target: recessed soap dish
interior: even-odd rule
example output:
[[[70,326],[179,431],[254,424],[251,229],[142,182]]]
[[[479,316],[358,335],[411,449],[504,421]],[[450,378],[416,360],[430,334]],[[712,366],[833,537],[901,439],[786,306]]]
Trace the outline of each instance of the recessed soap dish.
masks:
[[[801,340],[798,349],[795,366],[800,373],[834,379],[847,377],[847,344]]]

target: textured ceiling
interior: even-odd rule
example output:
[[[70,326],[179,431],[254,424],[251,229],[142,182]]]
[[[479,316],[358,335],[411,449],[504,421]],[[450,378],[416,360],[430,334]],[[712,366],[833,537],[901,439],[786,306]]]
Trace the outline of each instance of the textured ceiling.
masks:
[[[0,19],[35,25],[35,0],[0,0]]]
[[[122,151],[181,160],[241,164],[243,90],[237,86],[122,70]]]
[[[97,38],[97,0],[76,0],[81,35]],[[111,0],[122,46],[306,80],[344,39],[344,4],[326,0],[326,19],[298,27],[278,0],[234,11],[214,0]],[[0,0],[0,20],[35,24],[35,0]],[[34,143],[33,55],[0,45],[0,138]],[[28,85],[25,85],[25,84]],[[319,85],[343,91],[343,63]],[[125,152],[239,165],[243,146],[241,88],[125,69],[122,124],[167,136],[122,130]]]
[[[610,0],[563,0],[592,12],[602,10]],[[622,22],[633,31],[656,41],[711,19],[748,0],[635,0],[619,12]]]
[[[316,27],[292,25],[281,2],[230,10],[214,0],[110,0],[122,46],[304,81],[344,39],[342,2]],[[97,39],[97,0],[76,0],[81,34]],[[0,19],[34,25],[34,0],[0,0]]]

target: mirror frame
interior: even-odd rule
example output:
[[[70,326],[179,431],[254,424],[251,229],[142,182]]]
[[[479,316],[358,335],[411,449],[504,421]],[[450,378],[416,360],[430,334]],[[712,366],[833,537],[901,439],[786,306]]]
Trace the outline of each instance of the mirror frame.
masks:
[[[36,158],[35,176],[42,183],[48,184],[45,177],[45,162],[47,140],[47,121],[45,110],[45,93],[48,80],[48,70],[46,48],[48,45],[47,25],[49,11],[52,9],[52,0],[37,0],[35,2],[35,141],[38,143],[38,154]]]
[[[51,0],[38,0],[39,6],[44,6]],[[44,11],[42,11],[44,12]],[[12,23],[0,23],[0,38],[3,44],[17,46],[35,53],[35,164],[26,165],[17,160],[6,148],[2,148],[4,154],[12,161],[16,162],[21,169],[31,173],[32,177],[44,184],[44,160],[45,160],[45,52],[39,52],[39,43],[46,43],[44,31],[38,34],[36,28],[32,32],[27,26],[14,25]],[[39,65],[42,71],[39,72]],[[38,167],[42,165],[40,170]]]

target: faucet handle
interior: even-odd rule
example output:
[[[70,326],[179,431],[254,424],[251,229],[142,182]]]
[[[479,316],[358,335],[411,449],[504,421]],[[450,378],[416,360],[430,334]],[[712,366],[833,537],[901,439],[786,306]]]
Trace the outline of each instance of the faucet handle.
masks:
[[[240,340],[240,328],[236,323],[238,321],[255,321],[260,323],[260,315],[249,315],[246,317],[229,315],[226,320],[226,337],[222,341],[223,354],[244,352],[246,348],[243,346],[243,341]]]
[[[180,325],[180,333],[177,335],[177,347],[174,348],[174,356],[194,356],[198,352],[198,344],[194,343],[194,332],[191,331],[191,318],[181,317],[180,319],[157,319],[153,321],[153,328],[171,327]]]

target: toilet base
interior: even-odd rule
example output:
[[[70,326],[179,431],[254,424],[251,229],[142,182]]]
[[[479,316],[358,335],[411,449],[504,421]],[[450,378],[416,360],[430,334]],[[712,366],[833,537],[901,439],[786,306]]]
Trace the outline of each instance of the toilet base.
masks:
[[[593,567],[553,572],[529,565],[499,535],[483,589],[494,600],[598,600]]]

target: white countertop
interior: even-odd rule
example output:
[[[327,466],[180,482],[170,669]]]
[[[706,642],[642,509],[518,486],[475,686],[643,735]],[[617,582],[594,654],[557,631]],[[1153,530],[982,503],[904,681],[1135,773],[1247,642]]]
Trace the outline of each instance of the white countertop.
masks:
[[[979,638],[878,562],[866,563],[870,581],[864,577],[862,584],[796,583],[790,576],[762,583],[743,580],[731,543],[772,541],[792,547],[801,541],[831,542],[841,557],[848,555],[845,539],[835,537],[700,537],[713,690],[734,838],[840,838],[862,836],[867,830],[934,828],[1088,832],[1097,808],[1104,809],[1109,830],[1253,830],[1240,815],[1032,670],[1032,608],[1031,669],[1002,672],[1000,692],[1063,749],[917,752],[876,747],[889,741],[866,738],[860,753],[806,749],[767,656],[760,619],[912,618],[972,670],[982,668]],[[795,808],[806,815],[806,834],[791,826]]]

• _Problem to solve_:
Retype the records in their entirety, matching each one exactly.

• _Output_:
target: recessed soap dish
interior: even-odd rule
example output:
[[[70,326],[179,431],[254,424],[251,229],[142,182]]]
[[[479,316],[358,335],[411,449],[504,421]],[[450,378],[416,360],[430,334]],[[712,366],[833,537],[901,439],[786,306]]]
Trace the outline of each instance of the recessed soap dish.
masks:
[[[801,340],[798,349],[795,366],[800,373],[834,379],[847,377],[847,344]]]

target: textured ceiling
interior: even-odd rule
example output:
[[[70,326],[179,431],[254,424],[251,229],[142,182]]]
[[[479,316],[358,335],[411,449],[504,421]],[[450,378],[416,360],[430,334]],[[712,366],[833,537],[901,439],[786,306]]]
Trace the outline of each instance of the textured ceiling.
masks:
[[[0,19],[35,25],[35,0],[0,0]]]
[[[122,151],[181,160],[241,164],[243,90],[237,86],[122,70]]]
[[[97,38],[97,0],[76,0],[81,35]],[[111,0],[122,46],[306,80],[344,39],[344,4],[326,0],[326,19],[298,27],[278,0],[234,11],[214,0]],[[0,0],[0,20],[35,24],[35,0]],[[34,143],[33,55],[0,45],[0,138]],[[28,85],[25,85],[25,84]],[[319,85],[343,91],[343,63]],[[125,152],[239,165],[243,146],[241,88],[125,69],[122,124],[167,136],[122,130]]]
[[[610,0],[563,0],[592,12],[602,10]],[[622,22],[633,31],[656,41],[711,19],[748,0],[635,0],[619,12]]]
[[[316,27],[292,25],[281,2],[230,10],[214,0],[110,0],[122,46],[304,81],[344,39],[342,2]],[[97,39],[97,0],[76,0],[81,34]],[[0,19],[34,25],[34,0],[0,0]]]

target: mirror frame
interior: even-odd rule
example output:
[[[70,326],[179,431],[254,424],[251,229],[142,182]]]
[[[479,316],[358,335],[411,449],[504,421]],[[450,378],[416,360],[430,334]],[[712,366],[833,537],[901,439],[786,306]]]
Trace the outline of each instance of the mirror frame.
masks:
[[[36,158],[35,176],[42,183],[48,184],[45,177],[45,162],[47,140],[47,121],[45,110],[45,93],[48,80],[48,70],[46,48],[48,45],[47,25],[49,11],[52,9],[52,0],[37,0],[35,2],[35,141],[38,143],[38,154]]]
[[[51,0],[38,0],[39,6],[44,6]],[[44,11],[42,11],[44,12]],[[12,23],[0,23],[0,38],[3,44],[17,46],[35,53],[35,164],[26,165],[17,160],[6,148],[2,148],[4,154],[12,161],[16,162],[21,169],[31,173],[32,177],[44,184],[44,160],[45,160],[45,52],[39,52],[39,43],[46,43],[44,31],[38,34],[36,28],[32,32],[27,26],[14,25]],[[39,65],[42,71],[39,72]],[[38,167],[42,165],[40,170]]]

target: faucet handle
interior: even-odd rule
example output:
[[[70,326],[179,431],[254,424],[251,229],[142,182]]]
[[[479,316],[358,335],[411,449],[504,421]],[[450,378],[416,360],[430,334]],[[712,366],[833,537],[901,439],[786,306]]]
Trace the outline of each instance of the faucet handle.
masks:
[[[240,340],[240,328],[236,323],[238,321],[255,321],[260,323],[260,315],[249,315],[246,317],[229,315],[226,320],[226,337],[222,341],[223,354],[244,352],[246,348],[243,346],[243,341]]]
[[[180,325],[180,333],[177,335],[177,347],[174,348],[174,356],[194,356],[198,352],[198,344],[194,343],[194,332],[191,331],[191,318],[181,317],[180,319],[157,319],[153,321],[153,328],[171,327]]]

target: toilet base
interior: even-odd rule
example output:
[[[70,326],[179,431],[254,424],[251,229],[142,182]]]
[[[479,316],[358,335],[411,449],[504,421]],[[450,378],[416,360],[430,334]],[[712,366],[833,537],[901,439],[786,306]]]
Trace the outline of each instance of the toilet base.
masks:
[[[593,567],[553,572],[529,565],[499,535],[483,589],[494,600],[598,600]]]

target: white countertop
interior: even-odd rule
example output:
[[[327,466],[180,482],[170,669]]]
[[[706,642],[642,509],[518,486],[475,686],[643,735]],[[617,582],[594,654],[557,631]],[[1153,530],[982,503],[904,681],[1135,773],[1247,642]]]
Trace the outline of each instance of the white countertop.
masks:
[[[979,638],[878,562],[866,563],[870,581],[864,577],[862,584],[796,583],[790,576],[762,583],[743,580],[731,543],[772,541],[792,547],[801,541],[831,542],[841,557],[848,555],[845,539],[835,537],[700,537],[713,690],[734,838],[840,838],[862,836],[867,830],[934,828],[1088,832],[1097,808],[1104,809],[1109,830],[1253,830],[1240,815],[1032,670],[1032,608],[1031,669],[1002,672],[1000,692],[1063,749],[917,752],[876,747],[889,741],[866,738],[860,753],[806,749],[767,656],[760,619],[912,618],[972,670],[982,668]],[[795,808],[806,815],[806,834],[791,826]]]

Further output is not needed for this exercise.